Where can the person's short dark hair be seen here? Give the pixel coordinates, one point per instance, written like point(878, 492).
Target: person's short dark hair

◆ ◆ ◆ ◆

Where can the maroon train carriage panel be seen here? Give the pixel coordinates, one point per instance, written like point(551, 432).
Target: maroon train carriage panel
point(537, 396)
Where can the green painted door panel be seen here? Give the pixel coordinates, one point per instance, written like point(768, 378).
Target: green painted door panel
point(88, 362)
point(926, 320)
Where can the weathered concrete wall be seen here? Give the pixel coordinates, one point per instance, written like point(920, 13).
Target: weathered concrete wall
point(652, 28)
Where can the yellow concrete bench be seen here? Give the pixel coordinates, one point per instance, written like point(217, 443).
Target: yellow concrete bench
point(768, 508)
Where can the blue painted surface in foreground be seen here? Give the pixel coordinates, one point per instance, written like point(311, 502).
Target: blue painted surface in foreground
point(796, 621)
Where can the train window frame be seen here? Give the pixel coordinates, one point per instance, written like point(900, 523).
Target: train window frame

◆ ◆ ◆ ◆

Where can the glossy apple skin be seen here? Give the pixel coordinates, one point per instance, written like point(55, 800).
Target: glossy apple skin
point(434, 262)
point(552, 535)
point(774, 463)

◆ ◆ ◆ ◆

Set out the lines from the line with "Where can the blue" through the line with "point(796, 621)", both included, as a JSON list of strings with one string per line and no blank lines.

◆ Result of the exercise
[
  "Where can the blue painted surface in foreground be seen here? Give the pixel coordinates, one point per instance, written like point(311, 502).",
  "Target: blue painted surface in foreground",
  "point(796, 621)"
]